- _Parts of the exercise_
1: Decide whether each statement agrees with the Clark estate opinion, answering yes or no and quoting the words from that opinion that settle it. (a) The decedent died at Rochester on January 10, 1946. (b) The decedent left a surviving wife. (c) The application was made under section 234 of the Surrogate’s Court Act.
2: Resume the Clark estate opinion, picking up after its final sentence.

- _Text segment_
In re the Estate of Clark

271 A.D.2d 691

This text of 271 A.D.2d 691 (In re the Estate of Clark) is published on Counsel Stack Legal Research, covering Appellate Division of the Supreme Court of the State of New York primary law. Counsel Stack provides free access to over 12 million legal documents including statutes, case law, regulations, and constitutions.

Bluebook
In re the Estate of Clark, 271 A.D.2d 691 (N.Y. Ct. App. 1947).

Opinion

Love, J.

The People appeal from a decree of the. Surrogate of Monroe County which grants the application of Clarence A. Smith, as administrator of the goods, chattels and credits of Joseph H. Clark, deceased, for an order to mortgage, lease or sell the real property of the deceased at private sale, in the discretion of the Surrogate, for the purposes of distribution, payment of the expenses of administration and debts and for the best interests of the estate under the provisions of section 234 of the Surrogate’s Court Act.

The decedent concededly died at Rochester on January 10, 1946, leaving him surviving no wife, child, father, mother or any known collaterals or their descendants.

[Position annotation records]
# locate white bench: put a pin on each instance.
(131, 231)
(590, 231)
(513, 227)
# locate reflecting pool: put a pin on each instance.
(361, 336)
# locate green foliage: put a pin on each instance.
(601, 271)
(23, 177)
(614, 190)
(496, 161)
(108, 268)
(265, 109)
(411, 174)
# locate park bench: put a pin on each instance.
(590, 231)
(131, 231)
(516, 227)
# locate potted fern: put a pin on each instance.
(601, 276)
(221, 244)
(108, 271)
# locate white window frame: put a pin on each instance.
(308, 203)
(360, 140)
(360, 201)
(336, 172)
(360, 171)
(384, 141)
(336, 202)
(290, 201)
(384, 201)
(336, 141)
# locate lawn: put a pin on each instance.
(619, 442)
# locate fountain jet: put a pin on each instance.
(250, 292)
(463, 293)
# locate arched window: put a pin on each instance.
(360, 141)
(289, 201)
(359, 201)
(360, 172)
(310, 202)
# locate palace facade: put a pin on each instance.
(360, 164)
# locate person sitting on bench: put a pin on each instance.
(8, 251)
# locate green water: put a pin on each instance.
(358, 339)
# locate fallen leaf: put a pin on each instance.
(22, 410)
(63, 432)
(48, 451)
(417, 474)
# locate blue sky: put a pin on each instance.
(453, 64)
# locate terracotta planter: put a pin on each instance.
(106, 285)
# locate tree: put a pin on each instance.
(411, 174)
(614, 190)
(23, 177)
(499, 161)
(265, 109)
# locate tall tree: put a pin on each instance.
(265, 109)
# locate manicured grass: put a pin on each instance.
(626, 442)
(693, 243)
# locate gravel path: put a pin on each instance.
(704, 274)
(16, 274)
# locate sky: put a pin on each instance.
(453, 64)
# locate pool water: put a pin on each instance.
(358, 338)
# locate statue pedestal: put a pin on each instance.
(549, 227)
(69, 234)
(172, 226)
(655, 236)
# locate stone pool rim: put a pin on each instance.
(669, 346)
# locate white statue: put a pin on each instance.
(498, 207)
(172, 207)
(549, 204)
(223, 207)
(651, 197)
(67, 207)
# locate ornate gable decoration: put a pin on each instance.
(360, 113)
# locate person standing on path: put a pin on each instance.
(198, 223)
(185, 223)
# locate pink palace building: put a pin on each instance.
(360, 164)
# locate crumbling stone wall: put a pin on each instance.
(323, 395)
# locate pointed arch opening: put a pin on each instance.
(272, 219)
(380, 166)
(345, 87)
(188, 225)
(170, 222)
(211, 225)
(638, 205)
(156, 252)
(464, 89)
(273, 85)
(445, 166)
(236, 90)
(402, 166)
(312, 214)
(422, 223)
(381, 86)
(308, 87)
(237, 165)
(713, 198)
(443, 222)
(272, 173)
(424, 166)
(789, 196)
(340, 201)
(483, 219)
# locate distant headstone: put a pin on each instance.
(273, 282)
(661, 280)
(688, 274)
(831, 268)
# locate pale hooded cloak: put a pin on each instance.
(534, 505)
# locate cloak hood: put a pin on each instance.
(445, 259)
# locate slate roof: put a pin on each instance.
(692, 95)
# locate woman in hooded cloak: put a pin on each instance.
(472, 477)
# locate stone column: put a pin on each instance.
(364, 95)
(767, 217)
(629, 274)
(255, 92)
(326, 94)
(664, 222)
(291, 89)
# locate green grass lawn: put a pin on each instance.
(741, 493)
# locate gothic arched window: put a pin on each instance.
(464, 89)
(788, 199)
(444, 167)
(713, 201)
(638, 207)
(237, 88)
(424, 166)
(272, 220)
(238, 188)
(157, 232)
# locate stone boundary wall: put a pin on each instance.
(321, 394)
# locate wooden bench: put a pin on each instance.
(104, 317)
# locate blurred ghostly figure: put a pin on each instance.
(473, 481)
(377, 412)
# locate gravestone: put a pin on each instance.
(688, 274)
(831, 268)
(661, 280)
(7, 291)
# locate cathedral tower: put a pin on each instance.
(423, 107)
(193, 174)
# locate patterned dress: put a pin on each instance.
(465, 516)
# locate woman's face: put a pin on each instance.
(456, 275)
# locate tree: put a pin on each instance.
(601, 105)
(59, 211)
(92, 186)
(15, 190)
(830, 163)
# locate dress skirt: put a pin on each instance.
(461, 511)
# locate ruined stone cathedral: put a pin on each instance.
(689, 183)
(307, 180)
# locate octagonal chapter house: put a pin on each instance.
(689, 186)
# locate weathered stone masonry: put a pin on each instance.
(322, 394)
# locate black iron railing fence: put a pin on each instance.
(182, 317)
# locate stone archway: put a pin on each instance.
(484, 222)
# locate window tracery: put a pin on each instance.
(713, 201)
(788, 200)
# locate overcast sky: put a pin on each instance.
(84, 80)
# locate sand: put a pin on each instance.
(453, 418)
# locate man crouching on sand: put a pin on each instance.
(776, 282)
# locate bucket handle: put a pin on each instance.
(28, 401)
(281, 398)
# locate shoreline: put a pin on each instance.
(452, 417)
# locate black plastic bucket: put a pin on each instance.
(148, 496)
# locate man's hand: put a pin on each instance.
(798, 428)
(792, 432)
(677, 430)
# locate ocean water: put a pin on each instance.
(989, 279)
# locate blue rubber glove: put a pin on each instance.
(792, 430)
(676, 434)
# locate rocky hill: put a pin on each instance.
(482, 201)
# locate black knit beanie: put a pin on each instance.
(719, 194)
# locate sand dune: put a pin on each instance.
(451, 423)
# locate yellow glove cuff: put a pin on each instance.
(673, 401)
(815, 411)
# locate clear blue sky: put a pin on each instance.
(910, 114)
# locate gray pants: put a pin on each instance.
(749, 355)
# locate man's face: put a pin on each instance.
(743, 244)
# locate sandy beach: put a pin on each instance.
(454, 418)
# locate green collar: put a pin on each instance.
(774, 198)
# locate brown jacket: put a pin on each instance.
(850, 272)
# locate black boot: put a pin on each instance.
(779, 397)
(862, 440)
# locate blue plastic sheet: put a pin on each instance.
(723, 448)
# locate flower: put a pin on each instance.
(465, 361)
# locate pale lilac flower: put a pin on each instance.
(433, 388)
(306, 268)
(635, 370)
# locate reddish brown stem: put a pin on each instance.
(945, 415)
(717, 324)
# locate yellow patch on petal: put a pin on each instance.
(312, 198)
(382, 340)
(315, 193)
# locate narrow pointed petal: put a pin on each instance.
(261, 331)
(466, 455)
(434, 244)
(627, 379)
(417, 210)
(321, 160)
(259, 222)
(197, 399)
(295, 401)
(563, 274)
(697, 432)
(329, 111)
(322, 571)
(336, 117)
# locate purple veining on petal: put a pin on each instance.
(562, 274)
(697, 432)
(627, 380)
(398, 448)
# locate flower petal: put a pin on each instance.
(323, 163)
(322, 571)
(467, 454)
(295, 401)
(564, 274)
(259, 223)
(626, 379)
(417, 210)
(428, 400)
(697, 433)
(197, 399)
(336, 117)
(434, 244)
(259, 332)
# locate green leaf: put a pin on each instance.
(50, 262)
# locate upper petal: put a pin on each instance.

- _Replies_
1:
(a) Yes: "died at Rochester on January 10, 1946"
(b) No: "leaving him surviving no wife, child, father, mother or any known collaterals or their descendants"
(c) Yes: "under the provisions of section 234 of the Surrogate’s Court Act"

2:
An order to open a safe deposit box was made on January 11, 1946, and no will was found.

Personal property, consisting of cash, amounted to $3,614.13.

Real estate situate at 31 Second Street, Troy, New York, consisting of a parcel of land 25 feet by 130 feet, with two buildings upon it, one a three-story brick structure, the first floor having’ been used for a store and the other two as apartments, and the other brick building at the rear, was assessed at $20,000.

The records of the Surrogate’s Court show that on January 17, 1946, one Arline Schwalb, filed a petition for letters of administration as a creditor stating therein that decedent left no next of kin or distributees.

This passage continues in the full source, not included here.